Sweat Equity

The north is the same wherever it might be.
—Sigurd Olson, Listening Point

Soon after I was born, my grandparents bought a cabin on a small lake in the Arrowhead, not far from my hometown of Two Harbors. My parents, in turn, took over the property after my grandfather died a few years later. With two brothers, I had ready companions to explore its woods, and to hunt, swim, and fish. Without hesitation, I would claim that the finest feature of the property is a seventy-year-old cedar-log sauna near the edge of the lake. The structure is both simple and elegant: two rooms, one for dressing, the other lined with benches and dominated by a cast-iron stove. A framework atop the stove cradles a bushel of smooth stones, heated to produce löyly, the tonic steam described in the Kalevala, the Finnish national myth. When our sauna is lit, the smoke rushes windborne up the hill from the clear lake, through birch, spruce, balsam, and pine, and out over the roadless, empty North Woods. I have spent countless winter evenings and quiet summer afternoons in this building. As boys, we would push the limits of human respiration and tempt the dermal flash point, emerging red-eared and hot-haired to plunge into the cool water. As an adult, I have practiced the immobility that such a room requires, the slowness of breath, the silent trickle of sweat down the spine, afterward gazing comfortably at winter stars in five-degree air, steam rising from my skin.

*Brief 1*
In the sauna passage, what rests in the framework atop the cast-iron stove?
*Brief 2*
Proceed with the passage about the cabin sauna, writing on from its last sentence in the same first-person voice.

*Recorded information*
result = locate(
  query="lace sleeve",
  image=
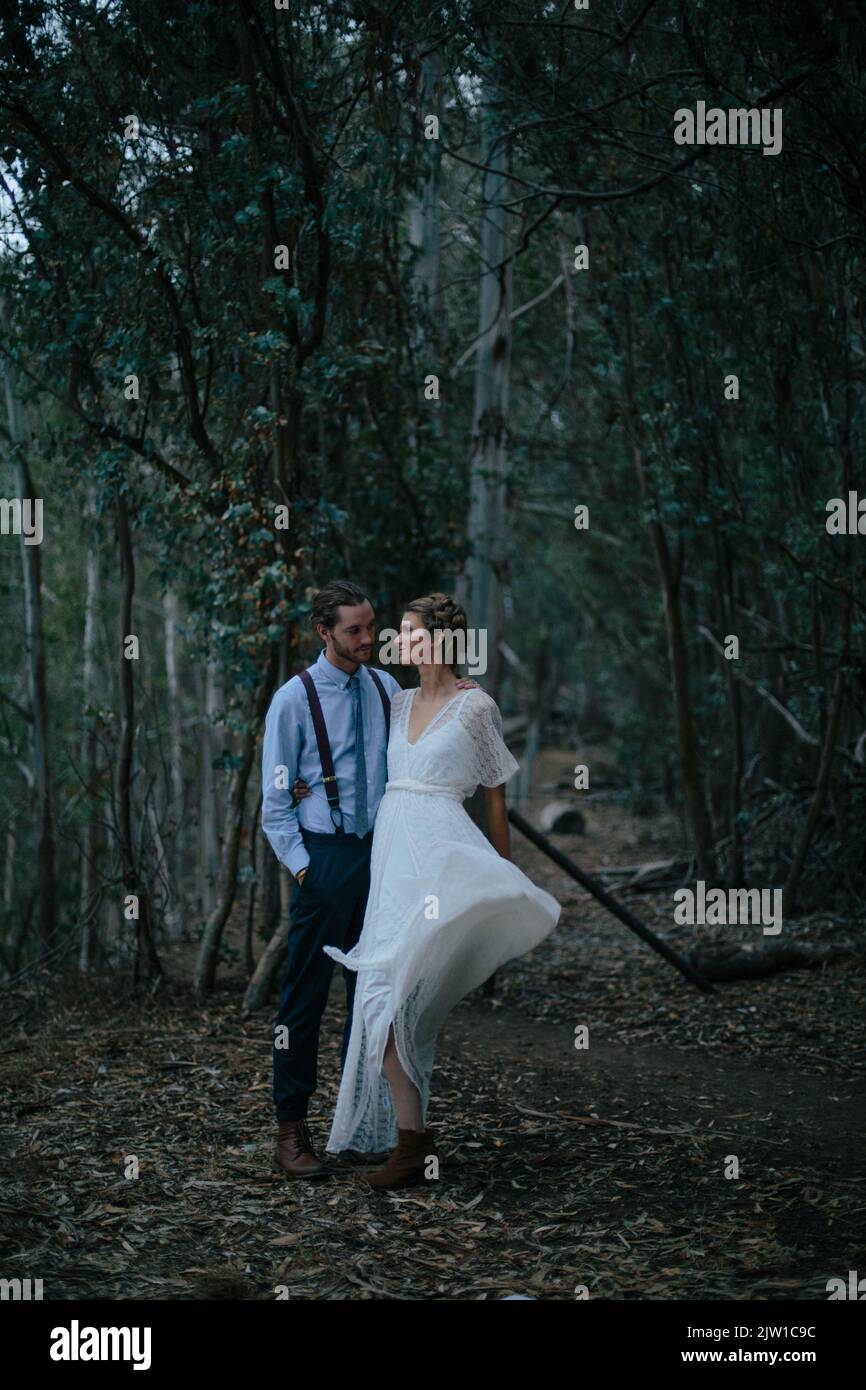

*Final result 1*
A bushel of smooth stones.

*Final result 2*
By the mid-nineties, the sauna was rotting into the earth, its logs at ground level turning to compost. The top of its doorway had sunk to the level of my chin. Inside, the wall separating the two rooms sank beneath the weight of the brick chimney. Strongly sensing the building’s importance, not simply as a cache of family memories, but also as folk architecture, I plotted to stop its decay. My father was skeptical. He advocated doing away with the old in favor of something new, tightly constructed from a truckload of Menards lumber. He questioned, not unreasonably, the feasibility of restoration: We were not masons, let alone Finn carpenters. This was not the sort of project we undertook. Everyone in my family knows their way around a toolbox, but this project appeared to require skills long since dead to our line. Then again, my father didn’t take saunas, a habit I had sorely missed during many years away from Minnesota. My efforts to convince him proceeded at a glacial pace, hampered by our ham-fisted communication; meanwhile, the sauna stovepipe canted farther earthward. Smoke billowed forth whenever the stove door was opened, filling the room. Finally, with the sauna nearly unusable, I saw no choice but to begin, knowing that sometimes forgiveness comes more easily than permission.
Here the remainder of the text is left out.